• **Activity**
Restate all entries exactly.

• **Supplied records**
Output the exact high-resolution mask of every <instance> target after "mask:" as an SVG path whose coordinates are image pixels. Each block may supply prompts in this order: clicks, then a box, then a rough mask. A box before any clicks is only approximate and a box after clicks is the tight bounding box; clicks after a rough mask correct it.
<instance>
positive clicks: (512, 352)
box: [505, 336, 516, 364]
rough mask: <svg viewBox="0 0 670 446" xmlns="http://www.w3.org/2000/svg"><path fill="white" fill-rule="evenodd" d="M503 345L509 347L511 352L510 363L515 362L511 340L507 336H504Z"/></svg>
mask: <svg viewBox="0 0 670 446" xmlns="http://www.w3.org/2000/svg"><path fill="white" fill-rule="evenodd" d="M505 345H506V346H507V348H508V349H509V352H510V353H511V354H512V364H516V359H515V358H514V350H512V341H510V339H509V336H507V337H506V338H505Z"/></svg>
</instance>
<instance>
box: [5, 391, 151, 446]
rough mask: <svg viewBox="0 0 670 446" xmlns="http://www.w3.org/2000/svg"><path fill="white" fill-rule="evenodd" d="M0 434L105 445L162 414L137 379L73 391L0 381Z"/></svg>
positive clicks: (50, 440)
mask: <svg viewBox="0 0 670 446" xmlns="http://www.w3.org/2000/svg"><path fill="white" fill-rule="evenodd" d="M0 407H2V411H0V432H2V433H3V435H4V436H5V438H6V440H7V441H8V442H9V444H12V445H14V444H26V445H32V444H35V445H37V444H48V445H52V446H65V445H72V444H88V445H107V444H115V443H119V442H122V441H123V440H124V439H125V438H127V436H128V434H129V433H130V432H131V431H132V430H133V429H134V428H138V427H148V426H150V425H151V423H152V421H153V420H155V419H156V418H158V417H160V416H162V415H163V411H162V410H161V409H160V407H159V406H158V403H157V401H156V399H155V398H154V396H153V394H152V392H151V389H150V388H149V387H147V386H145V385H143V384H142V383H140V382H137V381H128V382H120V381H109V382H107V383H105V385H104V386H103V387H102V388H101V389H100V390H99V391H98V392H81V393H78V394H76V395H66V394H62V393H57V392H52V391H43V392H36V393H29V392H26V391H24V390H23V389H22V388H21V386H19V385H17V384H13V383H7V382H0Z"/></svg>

• **Written reply**
Output the exact high-resolution mask of every <instance> target after "mask:" as an SVG path whose coordinates are image pixels. Each block may supply prompts in this order: clicks, then a box, then a rough mask. A box before any clicks is only approximate and a box after clicks is the tight bounding box; clicks after a rough mask correct it.
<instance>
positive clicks: (512, 352)
box: [505, 336, 516, 364]
rough mask: <svg viewBox="0 0 670 446" xmlns="http://www.w3.org/2000/svg"><path fill="white" fill-rule="evenodd" d="M503 345L509 347L511 352L510 363L515 362L511 340L507 336H504Z"/></svg>
mask: <svg viewBox="0 0 670 446" xmlns="http://www.w3.org/2000/svg"><path fill="white" fill-rule="evenodd" d="M505 345H506V346H507V348H508V349H509V352H510V353H511V354H512V364H516V359H515V358H514V350H512V341H510V339H509V336H507V337H506V338H505Z"/></svg>
</instance>
<instance>
box: [5, 391, 151, 446]
rough mask: <svg viewBox="0 0 670 446" xmlns="http://www.w3.org/2000/svg"><path fill="white" fill-rule="evenodd" d="M0 434L105 445L162 414L137 379L73 391L0 381Z"/></svg>
positive clicks: (50, 440)
mask: <svg viewBox="0 0 670 446" xmlns="http://www.w3.org/2000/svg"><path fill="white" fill-rule="evenodd" d="M0 407H2V411H0V432H2V433H3V435H4V436H5V438H6V440H7V441H8V442H9V444H12V445H14V444H26V445H32V444H35V445H37V444H48V445H52V446H65V445H72V444H88V445H107V444H115V443H119V442H122V441H123V440H124V439H125V438H127V436H128V434H129V433H130V432H131V431H132V430H133V429H134V428H138V427H148V426H150V425H151V423H152V421H153V420H155V419H156V418H158V417H160V416H162V415H163V411H162V410H161V409H160V407H159V406H158V403H157V401H156V399H155V398H154V396H153V394H152V392H151V389H150V388H149V387H147V386H145V385H143V384H142V383H140V382H137V381H128V382H120V381H109V382H107V383H105V385H104V386H103V387H102V388H101V389H100V390H99V391H98V392H81V393H78V394H76V395H66V394H62V393H57V392H52V391H43V392H36V393H29V392H26V391H24V390H23V389H22V388H21V386H19V385H17V384H13V383H7V382H0Z"/></svg>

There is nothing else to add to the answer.